» Given entries:

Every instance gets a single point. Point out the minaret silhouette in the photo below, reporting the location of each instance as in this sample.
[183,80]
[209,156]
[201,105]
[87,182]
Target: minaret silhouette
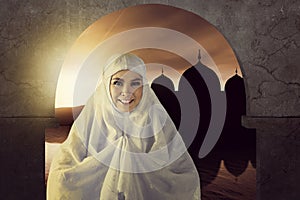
[163,87]
[196,105]
[236,101]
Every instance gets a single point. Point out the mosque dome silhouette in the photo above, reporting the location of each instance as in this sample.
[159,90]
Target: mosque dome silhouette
[194,89]
[164,89]
[236,99]
[164,81]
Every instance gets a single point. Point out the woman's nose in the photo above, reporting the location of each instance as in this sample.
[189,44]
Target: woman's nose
[126,89]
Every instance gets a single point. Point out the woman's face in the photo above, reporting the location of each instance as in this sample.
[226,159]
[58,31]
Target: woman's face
[126,90]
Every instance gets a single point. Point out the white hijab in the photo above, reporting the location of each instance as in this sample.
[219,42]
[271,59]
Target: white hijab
[123,155]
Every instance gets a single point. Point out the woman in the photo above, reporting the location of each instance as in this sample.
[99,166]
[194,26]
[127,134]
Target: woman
[123,145]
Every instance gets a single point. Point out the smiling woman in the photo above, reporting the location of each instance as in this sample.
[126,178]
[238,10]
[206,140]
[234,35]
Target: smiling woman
[123,145]
[126,90]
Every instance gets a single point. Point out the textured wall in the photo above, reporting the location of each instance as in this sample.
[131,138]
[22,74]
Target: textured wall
[36,35]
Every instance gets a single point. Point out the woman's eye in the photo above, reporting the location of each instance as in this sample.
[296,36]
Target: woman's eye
[117,83]
[136,84]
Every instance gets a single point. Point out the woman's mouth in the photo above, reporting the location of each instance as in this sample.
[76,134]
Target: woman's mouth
[126,101]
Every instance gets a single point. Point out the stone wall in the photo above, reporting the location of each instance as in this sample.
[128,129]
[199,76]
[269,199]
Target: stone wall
[36,35]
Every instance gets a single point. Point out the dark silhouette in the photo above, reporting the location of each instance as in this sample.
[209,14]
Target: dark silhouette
[165,92]
[194,83]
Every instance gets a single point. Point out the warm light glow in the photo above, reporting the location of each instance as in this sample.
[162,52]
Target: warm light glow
[159,34]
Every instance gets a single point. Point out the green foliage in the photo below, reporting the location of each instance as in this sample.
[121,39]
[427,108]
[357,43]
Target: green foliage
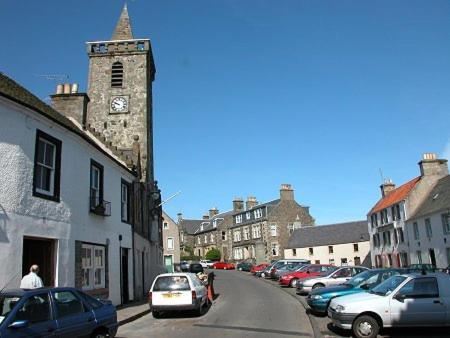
[213,255]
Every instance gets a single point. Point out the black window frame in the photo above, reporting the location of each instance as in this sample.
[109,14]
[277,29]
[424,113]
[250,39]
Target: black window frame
[57,175]
[101,185]
[129,202]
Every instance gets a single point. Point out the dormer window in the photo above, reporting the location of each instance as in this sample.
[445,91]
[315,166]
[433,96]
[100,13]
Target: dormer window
[117,75]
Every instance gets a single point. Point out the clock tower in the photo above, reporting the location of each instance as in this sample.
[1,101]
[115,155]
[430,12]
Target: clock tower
[121,73]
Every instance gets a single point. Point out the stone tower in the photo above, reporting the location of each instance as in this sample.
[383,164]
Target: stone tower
[121,73]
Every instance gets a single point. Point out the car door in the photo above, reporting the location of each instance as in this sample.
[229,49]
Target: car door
[36,309]
[418,303]
[74,318]
[340,276]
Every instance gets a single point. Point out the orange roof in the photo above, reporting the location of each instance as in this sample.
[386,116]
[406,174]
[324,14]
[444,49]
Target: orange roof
[395,196]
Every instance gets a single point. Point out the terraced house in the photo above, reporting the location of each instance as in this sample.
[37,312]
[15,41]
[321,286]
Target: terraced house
[253,231]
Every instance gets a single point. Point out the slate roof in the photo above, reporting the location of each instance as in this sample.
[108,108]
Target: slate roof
[15,92]
[437,200]
[395,196]
[331,234]
[123,27]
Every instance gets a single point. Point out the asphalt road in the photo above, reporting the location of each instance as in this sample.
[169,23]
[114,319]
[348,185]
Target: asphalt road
[245,307]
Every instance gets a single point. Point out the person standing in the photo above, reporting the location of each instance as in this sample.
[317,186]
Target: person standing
[32,280]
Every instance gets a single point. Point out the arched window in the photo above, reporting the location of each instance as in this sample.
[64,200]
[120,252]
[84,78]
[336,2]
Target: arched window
[117,75]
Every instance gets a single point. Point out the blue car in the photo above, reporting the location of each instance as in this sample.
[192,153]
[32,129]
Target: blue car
[55,312]
[319,299]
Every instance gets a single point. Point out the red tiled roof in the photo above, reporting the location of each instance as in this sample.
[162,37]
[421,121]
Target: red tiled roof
[395,196]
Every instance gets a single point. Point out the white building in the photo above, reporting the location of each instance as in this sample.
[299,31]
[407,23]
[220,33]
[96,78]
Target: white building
[428,230]
[388,217]
[335,244]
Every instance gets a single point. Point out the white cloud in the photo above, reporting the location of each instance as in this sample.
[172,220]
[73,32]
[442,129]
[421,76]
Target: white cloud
[446,152]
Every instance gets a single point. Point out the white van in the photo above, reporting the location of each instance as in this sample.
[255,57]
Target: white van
[177,292]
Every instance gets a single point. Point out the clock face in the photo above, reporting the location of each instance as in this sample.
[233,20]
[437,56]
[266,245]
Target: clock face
[119,104]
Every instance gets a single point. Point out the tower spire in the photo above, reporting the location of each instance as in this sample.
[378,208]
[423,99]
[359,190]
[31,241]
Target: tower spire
[123,27]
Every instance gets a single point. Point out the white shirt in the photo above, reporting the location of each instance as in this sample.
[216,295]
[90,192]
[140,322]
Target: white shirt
[31,281]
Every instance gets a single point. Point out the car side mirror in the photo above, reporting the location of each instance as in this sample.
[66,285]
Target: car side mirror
[19,324]
[400,297]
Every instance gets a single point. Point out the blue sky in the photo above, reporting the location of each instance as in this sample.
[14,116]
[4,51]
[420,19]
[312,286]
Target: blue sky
[252,94]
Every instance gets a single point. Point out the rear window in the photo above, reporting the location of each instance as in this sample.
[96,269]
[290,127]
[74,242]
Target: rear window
[171,283]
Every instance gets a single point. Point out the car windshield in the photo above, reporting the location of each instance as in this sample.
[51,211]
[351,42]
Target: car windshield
[7,304]
[359,279]
[388,285]
[172,283]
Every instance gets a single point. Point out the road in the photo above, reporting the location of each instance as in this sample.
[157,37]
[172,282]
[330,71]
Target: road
[253,307]
[245,307]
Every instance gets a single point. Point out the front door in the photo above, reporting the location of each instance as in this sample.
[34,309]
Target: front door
[168,263]
[40,251]
[124,279]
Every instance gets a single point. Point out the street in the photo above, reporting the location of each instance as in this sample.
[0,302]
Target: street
[251,307]
[245,307]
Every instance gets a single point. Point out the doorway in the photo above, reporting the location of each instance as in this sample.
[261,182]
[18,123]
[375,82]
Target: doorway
[40,251]
[432,257]
[124,292]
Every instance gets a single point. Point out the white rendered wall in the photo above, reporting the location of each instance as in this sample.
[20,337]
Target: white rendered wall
[22,214]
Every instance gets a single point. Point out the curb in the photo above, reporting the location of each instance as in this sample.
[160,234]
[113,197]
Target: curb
[316,330]
[134,317]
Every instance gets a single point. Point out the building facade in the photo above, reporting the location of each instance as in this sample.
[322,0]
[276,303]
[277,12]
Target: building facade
[335,244]
[251,231]
[388,217]
[91,217]
[171,240]
[428,230]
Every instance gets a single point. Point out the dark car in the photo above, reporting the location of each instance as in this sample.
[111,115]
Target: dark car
[60,312]
[244,266]
[195,268]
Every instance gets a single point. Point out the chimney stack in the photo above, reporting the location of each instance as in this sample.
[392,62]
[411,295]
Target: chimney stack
[387,187]
[251,202]
[70,103]
[432,166]
[286,192]
[238,204]
[213,212]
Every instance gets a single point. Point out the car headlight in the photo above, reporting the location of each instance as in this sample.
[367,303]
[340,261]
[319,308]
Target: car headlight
[340,308]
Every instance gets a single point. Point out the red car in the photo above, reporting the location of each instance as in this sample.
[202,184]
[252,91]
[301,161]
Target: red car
[256,268]
[223,265]
[309,271]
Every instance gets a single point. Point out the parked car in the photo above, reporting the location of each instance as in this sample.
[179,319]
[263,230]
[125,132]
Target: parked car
[256,268]
[402,300]
[206,263]
[422,267]
[184,266]
[306,271]
[196,268]
[177,292]
[282,262]
[334,277]
[65,311]
[319,299]
[223,265]
[244,266]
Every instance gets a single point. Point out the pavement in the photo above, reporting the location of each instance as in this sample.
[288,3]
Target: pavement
[132,311]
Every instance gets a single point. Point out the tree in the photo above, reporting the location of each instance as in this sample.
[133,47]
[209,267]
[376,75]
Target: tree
[213,255]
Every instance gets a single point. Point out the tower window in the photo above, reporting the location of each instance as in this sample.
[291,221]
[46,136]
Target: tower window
[117,75]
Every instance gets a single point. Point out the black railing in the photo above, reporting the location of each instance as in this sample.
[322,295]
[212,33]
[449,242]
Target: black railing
[97,205]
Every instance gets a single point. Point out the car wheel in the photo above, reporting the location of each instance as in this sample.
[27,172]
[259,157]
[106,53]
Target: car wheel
[100,334]
[365,327]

» Task prompt:
Starting at the line that contains "Every instance gets a single point. Point out the car wheel", copy every line word for word through the last line of the entries.

» Output:
Every instance gets a single point. Point out the car wheel in the photo above, reporting the location of each instance as in this sample.
[27,172]
[259,157]
[106,53]
Target: car wheel
[100,334]
[365,327]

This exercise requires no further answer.